Exercise materials START

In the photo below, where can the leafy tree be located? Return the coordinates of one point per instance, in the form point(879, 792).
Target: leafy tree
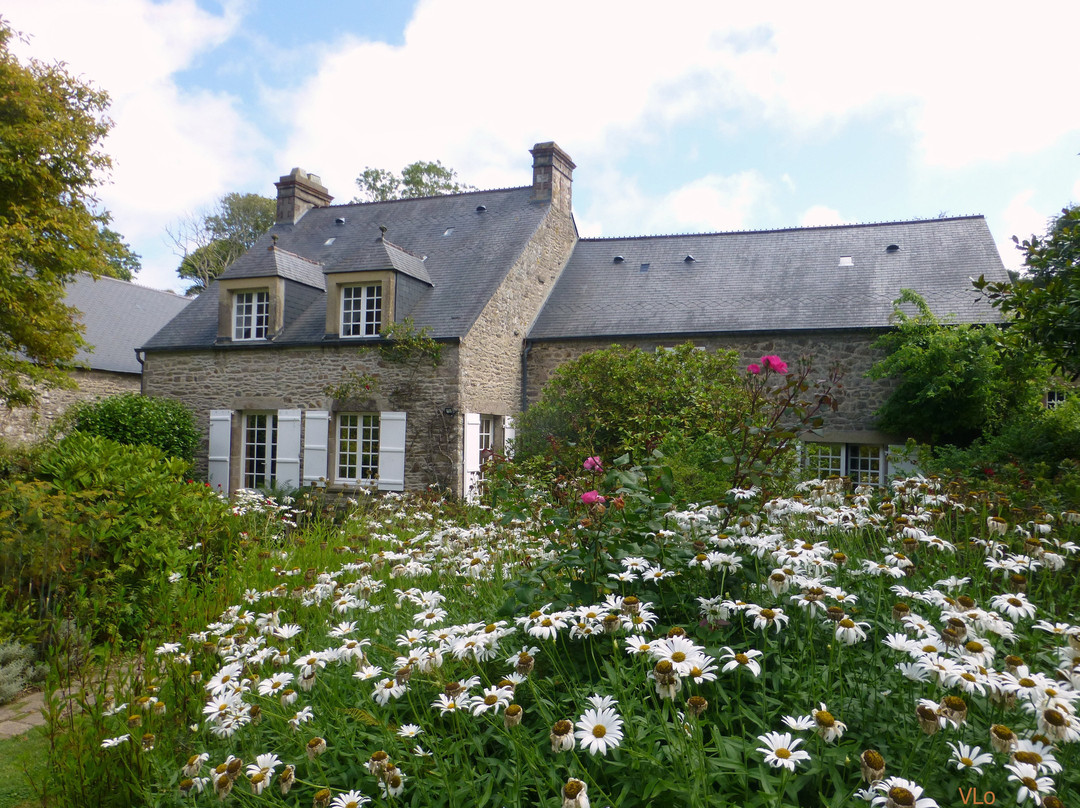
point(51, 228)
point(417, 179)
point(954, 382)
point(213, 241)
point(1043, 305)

Exercise materials END
Exercise materials START

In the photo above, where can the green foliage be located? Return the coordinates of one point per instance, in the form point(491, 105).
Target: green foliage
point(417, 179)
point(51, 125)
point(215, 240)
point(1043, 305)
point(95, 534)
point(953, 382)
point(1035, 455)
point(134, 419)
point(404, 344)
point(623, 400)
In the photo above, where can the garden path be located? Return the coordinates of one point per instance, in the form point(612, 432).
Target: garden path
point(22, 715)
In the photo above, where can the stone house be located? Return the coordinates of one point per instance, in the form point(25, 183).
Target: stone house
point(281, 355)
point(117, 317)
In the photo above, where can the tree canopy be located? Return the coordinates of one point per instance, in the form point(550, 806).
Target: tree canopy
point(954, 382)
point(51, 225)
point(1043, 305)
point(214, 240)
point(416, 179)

Exercise materials END

Work to complete:
Each line in which the string "located" is found must be copied from the data.

Task response:
In the photo below, where can the leafy tree be located? Return the coordinates of one point per instance, in the form point(879, 792).
In the photo above, where can the green foliage be located? Return the coordinates of one point per instance, in the form point(491, 105).
In the photo above, where can the garden path be located? Return the coordinates of one point per instance, in the form point(612, 432).
In the photo above, where can the stone house be located? Return the coordinates of one point per instance, in the form point(25, 183).
In the photo above, where can the tree canopy be located? Return the coordinates of one point per instance, in the form point(550, 806).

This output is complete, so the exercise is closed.